Problem to work on ::
Extract from the listing below every line that contains the string "steel", and copy each of those lines unchanged.

•••••

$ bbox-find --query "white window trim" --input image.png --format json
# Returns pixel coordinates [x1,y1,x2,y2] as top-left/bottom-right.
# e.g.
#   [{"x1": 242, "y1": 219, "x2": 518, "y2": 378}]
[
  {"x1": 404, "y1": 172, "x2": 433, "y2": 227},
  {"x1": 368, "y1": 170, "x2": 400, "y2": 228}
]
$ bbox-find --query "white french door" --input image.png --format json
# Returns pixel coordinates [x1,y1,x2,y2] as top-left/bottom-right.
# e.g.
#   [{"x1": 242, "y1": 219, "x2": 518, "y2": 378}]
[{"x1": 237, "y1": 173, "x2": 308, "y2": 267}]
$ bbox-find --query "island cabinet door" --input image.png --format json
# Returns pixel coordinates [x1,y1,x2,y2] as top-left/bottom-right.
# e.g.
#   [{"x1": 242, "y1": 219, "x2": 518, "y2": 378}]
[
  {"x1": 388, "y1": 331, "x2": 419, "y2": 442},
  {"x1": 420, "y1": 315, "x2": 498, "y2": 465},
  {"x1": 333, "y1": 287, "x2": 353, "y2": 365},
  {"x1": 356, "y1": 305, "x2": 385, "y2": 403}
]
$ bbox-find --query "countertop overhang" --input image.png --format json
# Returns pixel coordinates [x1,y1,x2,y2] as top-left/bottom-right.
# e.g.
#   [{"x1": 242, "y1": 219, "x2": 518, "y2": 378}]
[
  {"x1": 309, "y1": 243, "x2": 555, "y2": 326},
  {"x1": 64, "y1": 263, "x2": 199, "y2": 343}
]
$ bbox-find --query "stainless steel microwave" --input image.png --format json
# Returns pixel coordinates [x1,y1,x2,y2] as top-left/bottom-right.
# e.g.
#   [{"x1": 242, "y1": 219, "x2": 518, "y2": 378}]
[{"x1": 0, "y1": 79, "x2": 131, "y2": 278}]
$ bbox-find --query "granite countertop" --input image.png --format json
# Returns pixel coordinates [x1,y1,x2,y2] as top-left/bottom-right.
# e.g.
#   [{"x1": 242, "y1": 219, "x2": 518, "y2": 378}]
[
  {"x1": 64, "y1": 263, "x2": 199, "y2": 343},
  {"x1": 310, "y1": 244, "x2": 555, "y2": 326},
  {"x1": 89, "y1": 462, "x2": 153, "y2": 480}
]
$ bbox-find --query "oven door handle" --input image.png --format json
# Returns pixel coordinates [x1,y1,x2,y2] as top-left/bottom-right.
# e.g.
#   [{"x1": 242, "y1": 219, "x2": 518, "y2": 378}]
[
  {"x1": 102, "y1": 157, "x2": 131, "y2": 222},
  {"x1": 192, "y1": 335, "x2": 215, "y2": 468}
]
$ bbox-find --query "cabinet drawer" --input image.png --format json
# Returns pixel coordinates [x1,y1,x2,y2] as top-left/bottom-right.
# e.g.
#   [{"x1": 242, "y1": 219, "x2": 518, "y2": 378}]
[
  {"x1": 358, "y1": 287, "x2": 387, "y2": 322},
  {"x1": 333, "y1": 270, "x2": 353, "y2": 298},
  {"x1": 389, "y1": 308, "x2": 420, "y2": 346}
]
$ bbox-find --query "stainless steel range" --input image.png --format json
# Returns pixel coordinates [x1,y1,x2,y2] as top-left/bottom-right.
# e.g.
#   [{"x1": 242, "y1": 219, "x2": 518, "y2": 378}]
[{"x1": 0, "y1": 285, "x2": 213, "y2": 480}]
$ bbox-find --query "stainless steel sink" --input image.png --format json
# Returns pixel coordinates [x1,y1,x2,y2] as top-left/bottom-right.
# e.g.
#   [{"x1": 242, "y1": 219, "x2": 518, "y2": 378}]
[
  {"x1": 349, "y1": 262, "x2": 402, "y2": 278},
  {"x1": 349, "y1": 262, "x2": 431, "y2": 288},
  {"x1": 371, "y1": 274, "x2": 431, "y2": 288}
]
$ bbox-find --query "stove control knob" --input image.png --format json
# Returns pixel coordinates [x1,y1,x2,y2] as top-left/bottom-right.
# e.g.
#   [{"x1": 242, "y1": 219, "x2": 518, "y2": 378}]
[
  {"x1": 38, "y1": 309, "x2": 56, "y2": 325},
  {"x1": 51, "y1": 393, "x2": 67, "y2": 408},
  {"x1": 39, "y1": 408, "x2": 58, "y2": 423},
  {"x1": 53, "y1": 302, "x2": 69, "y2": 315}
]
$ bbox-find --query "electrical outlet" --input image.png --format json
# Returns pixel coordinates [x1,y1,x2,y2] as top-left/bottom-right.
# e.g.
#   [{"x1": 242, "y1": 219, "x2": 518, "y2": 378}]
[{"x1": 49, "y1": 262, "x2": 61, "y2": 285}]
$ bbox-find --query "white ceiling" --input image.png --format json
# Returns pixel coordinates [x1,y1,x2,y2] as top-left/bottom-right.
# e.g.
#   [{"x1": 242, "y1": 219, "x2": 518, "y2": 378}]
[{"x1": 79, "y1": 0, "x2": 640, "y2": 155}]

•••••

Solution ::
$ bbox-find --query "stainless steel microwave" --input image.png --format json
$ bbox-find --query "stainless steel range" --input image.png --format json
$ bbox-find --query "stainless steel sink" --input image.png --format json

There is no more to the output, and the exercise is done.